### Task to complete
Each record should be retyped word for word.

### Provided records
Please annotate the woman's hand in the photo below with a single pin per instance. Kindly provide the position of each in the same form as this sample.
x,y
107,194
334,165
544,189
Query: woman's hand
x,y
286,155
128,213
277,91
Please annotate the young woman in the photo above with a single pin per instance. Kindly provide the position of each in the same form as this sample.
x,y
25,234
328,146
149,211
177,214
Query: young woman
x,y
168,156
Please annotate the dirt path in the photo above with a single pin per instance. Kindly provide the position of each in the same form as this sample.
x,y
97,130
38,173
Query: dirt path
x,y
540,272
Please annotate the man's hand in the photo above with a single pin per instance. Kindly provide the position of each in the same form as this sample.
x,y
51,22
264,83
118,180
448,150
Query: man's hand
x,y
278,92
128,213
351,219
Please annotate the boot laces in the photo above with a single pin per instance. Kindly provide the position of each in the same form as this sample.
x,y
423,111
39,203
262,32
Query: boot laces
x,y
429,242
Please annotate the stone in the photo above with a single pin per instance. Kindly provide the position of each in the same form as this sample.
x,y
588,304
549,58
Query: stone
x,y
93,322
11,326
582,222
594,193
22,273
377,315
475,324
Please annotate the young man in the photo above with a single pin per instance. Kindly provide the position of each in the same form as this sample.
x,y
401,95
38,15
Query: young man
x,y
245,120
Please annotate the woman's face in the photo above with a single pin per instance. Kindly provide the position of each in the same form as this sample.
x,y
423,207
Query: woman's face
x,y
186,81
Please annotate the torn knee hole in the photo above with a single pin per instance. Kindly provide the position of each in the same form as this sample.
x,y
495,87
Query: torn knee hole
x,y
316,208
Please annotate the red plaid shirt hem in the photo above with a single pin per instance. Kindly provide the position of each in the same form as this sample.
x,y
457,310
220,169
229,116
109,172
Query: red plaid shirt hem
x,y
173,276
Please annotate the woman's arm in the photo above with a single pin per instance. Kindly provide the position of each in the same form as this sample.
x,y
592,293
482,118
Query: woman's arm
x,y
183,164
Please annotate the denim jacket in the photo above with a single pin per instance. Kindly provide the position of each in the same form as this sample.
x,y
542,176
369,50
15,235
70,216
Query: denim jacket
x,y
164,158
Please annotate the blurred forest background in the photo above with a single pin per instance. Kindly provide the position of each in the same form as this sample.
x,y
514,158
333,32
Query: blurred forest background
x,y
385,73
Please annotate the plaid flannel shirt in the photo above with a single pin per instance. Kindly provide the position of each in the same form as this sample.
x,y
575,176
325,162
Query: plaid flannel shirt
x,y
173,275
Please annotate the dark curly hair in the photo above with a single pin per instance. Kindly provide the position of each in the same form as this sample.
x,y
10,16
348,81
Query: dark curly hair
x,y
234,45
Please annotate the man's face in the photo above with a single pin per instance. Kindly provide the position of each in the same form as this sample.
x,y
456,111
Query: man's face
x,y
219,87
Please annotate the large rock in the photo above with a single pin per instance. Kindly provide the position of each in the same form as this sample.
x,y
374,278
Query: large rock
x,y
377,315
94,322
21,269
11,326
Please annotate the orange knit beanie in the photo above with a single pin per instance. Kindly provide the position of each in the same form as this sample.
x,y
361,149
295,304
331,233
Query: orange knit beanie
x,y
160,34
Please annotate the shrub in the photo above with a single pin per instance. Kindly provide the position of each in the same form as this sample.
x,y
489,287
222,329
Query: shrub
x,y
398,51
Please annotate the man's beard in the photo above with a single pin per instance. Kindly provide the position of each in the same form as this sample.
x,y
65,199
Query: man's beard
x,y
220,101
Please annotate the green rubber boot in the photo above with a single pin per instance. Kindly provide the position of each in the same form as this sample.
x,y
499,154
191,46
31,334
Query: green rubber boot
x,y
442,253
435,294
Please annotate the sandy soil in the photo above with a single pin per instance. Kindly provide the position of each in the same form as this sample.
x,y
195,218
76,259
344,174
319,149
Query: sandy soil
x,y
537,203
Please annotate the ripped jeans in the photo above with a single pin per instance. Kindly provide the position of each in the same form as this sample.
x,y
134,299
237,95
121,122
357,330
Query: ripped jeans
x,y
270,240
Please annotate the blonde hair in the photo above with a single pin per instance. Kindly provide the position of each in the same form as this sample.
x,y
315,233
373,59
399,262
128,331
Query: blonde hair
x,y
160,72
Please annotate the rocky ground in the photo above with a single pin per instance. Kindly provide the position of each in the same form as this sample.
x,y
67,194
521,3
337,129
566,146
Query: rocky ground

### Output below
Please annotate the woman's hand in the photo below with a single pin per instance. Kindly provide the position of each in the same form as this sample.
x,y
107,194
334,165
544,189
Query: woman's hand
x,y
286,155
128,213
277,91
Please annotate the young woman in the photo above with a single pin per instance. Kindly provide the position of each in the same form as this sample.
x,y
25,234
328,146
149,211
177,214
Query: young woman
x,y
168,156
Please annotate the dirt path in the photo above with a single pin per instance. Kindly provide the position of each in the same form as this sample.
x,y
97,130
38,173
Query: dirt path
x,y
540,272
Please annotate the man's hand in the photo above with a single pin per instance. Kindly provide the position of each in the same form as this sample.
x,y
51,22
264,83
118,180
448,150
Query: man's hand
x,y
278,92
128,213
351,219
Please annotate the boot laces in the photo above with a single pin per instance. Kindly provide the position of each in the same form as this sample.
x,y
423,111
39,203
262,32
Query: boot laces
x,y
429,242
Please annotate the stone in the photo above with a single pin per instance. Kindly provide the position of each in the same form as this sample.
x,y
588,304
549,58
Query: stone
x,y
93,322
11,326
582,222
594,193
22,273
377,315
475,324
Please annotate the young man in the photo above with a single pin per instance. Kindly provide the position of each in the same form as this sample.
x,y
401,95
38,15
Query: young man
x,y
245,120
Please annotate the woman's face in the photo above with a single pin per instance. Kindly provide the position of each in the same form as this sample.
x,y
423,207
Query: woman's face
x,y
186,81
Please annotate the torn knee hole in the photo above with a single pin per instance. Kindly provide the position of each in the same form as this sample.
x,y
495,87
Query: torn knee hole
x,y
316,208
Please annotate the red plaid shirt hem in the photo above with a single pin per instance. Kindly provide the position of each in the same form as this sample.
x,y
457,310
220,169
229,116
109,172
Query: red plaid shirt hem
x,y
173,276
Please annotate the woman's arm in the photo above with a single pin per instance. Kindly provide the position of each in the same form as this sample.
x,y
592,293
482,118
Query: woman's arm
x,y
183,164
Please annotate the denim jacket in the photo above with a single pin per instance. Kindly provide the position of each in the same form as this sample.
x,y
542,176
369,50
15,235
70,216
Query: denim jacket
x,y
164,158
Please annotate the blurred forest background in the photo above with a single pin per instance. Kindly provide the position of each in the same form as this sample.
x,y
514,158
333,32
Query: blurred forest background
x,y
385,73
Please annotate the plaid flannel shirt in the photo above with a single pin per instance. Kindly provide the position of each in the same form as this sample.
x,y
575,176
325,162
Query: plaid flannel shirt
x,y
173,275
Please annotate the dark curly hair in the photo above with a single pin per instance. Kindly provide the position of each in the same form as this sample.
x,y
10,16
348,81
Query: dark curly hair
x,y
234,45
Please annotate the man's face in the photo above with a single pin per instance. Kindly provide the position of each in the same form as this sample.
x,y
456,111
Query: man's face
x,y
219,87
Please annotate the large rock in the photo above with a single pin per instance. Kindly provide the position of each in the same form as this sample.
x,y
374,278
Query: large rock
x,y
377,315
94,322
21,269
11,326
Please annotate the orange knit beanie in the photo above with a single pin per instance. Kindly provide the position of each in the same form as this sample.
x,y
361,149
295,304
331,233
Query: orange knit beanie
x,y
160,34
Please annotate the shrub in the photo above with a single pin per instance. Kindly provide the position of each in the same form as this sample.
x,y
489,287
222,329
Query: shrub
x,y
398,51
Please annotate the man's beard in the photo above with a single pin per instance. Kindly provide the position of each in the same form as this sample.
x,y
65,199
Query: man's beard
x,y
220,101
Please annotate the green rubber boot in the photo above with a single pin per instance. Kindly provide the position of each in the same form as this sample.
x,y
499,154
191,46
31,334
Query: green rubber boot
x,y
442,253
435,294
Please annotate the sandy soil in the photo above with a single pin per instance. Kindly provide the position of each in the same form as this sample.
x,y
195,218
76,259
344,174
319,149
Query: sandy soil
x,y
537,203
Please annotate the ripped jeans in the photo above with a single pin per instance. Kindly provide the position of each in the same form as this sample.
x,y
134,299
237,95
121,122
357,330
Query: ripped jeans
x,y
270,240
Please annotate the blonde hair in the photo above with a single pin per instance. Kindly provide the position of each in the same form as this sample.
x,y
315,233
373,59
399,262
128,331
Query: blonde hair
x,y
160,72
Please annotate the rocky ground in the photo above with a single pin per instance. Kindly provide the position of each in the same form as this sample.
x,y
67,194
521,3
337,129
566,146
Query: rocky ground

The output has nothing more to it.